─── Stored data

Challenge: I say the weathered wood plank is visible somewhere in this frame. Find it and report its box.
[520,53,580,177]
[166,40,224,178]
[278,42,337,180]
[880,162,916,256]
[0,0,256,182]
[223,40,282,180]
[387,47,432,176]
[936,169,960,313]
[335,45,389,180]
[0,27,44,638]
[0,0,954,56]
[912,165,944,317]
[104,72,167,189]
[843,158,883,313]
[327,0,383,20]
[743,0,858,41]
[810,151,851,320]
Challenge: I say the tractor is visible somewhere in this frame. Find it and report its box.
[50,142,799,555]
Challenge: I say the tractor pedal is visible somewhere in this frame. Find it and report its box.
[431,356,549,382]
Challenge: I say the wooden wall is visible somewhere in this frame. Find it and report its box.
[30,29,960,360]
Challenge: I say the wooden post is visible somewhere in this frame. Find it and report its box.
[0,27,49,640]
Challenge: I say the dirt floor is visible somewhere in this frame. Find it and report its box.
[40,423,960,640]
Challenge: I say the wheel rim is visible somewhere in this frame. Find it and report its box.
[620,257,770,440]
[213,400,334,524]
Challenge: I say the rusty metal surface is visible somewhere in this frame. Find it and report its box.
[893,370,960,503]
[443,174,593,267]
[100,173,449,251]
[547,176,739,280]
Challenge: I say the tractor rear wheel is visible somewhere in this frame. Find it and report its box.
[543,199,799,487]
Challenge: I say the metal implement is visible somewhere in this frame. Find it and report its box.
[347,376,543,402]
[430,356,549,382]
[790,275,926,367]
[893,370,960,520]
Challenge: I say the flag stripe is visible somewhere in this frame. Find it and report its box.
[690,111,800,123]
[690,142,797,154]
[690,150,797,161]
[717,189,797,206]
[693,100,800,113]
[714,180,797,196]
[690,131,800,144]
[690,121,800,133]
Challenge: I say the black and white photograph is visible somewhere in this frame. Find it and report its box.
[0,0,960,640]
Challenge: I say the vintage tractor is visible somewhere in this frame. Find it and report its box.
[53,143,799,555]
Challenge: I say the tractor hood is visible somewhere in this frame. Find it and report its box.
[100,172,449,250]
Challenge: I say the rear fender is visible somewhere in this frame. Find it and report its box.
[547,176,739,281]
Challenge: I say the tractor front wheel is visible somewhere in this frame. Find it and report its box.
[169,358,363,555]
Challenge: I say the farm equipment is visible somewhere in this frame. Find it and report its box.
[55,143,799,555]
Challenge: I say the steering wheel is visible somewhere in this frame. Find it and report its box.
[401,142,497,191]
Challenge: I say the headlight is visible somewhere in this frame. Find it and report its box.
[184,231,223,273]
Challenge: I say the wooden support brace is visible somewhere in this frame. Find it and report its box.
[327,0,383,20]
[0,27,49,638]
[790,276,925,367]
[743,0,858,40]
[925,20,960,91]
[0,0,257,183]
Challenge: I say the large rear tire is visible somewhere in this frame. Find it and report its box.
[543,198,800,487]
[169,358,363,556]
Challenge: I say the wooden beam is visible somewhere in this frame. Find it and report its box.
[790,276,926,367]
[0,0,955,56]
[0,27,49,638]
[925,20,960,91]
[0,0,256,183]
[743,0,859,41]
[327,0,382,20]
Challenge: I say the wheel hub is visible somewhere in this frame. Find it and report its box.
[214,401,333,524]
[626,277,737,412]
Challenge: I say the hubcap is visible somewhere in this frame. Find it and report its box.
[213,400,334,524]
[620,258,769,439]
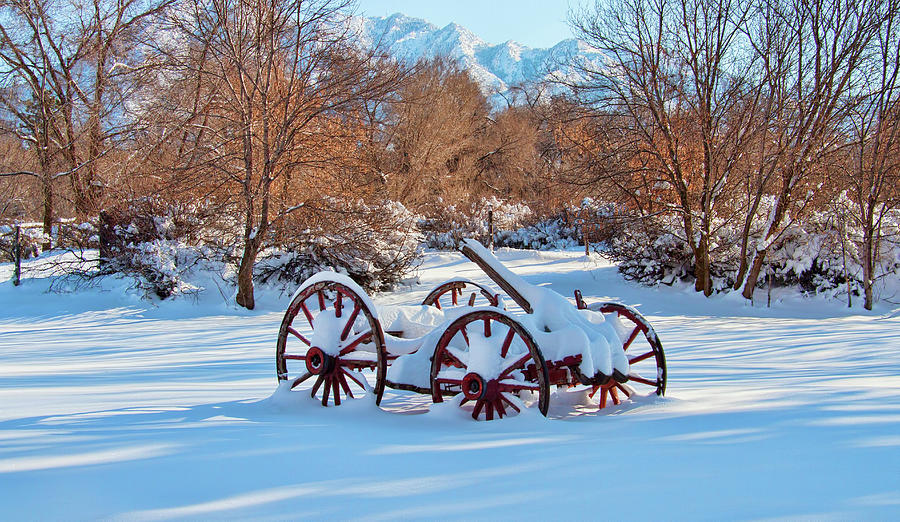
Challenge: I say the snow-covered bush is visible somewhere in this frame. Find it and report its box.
[0,225,44,262]
[418,197,580,250]
[256,199,422,290]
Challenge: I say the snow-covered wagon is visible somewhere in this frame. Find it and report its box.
[275,240,666,420]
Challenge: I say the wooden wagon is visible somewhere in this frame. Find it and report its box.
[275,240,666,420]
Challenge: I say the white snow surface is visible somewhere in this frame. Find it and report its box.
[0,250,900,520]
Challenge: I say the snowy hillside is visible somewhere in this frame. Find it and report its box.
[355,13,597,100]
[0,250,900,521]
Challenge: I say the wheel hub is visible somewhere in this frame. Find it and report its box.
[306,346,334,375]
[462,372,485,400]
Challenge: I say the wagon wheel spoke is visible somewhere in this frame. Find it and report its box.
[613,383,632,398]
[499,382,541,393]
[288,326,312,346]
[341,301,362,341]
[300,301,315,328]
[628,374,659,386]
[500,395,521,413]
[322,377,331,406]
[628,350,656,364]
[440,346,466,368]
[500,353,531,379]
[291,372,312,390]
[459,325,469,346]
[500,328,516,359]
[472,399,484,420]
[622,326,641,351]
[309,374,325,398]
[494,395,506,417]
[338,330,372,357]
[341,368,366,390]
[331,374,341,406]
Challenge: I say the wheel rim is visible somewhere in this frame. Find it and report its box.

──────

◆ Exercise
Repeat the data above word for word, from the line that contains "Challenge: I say the rusty" through the line that contains "[893,370,960,520]", including both of those lines.

◆ Task result
Challenge: I say the rusty metal surface is visible somewhere in this frame. Find it and report its box.
[893,370,960,503]
[443,174,593,267]
[100,173,449,251]
[547,176,739,280]
Challenge: I say the tractor rear wheel is visible somewhere in this frame. Find it and report its box.
[543,199,799,487]
Challenge: I say the metal implement is visible somewhere in this frame. Find it and report its box.
[347,376,543,402]
[430,356,549,382]
[790,275,926,367]
[893,370,960,520]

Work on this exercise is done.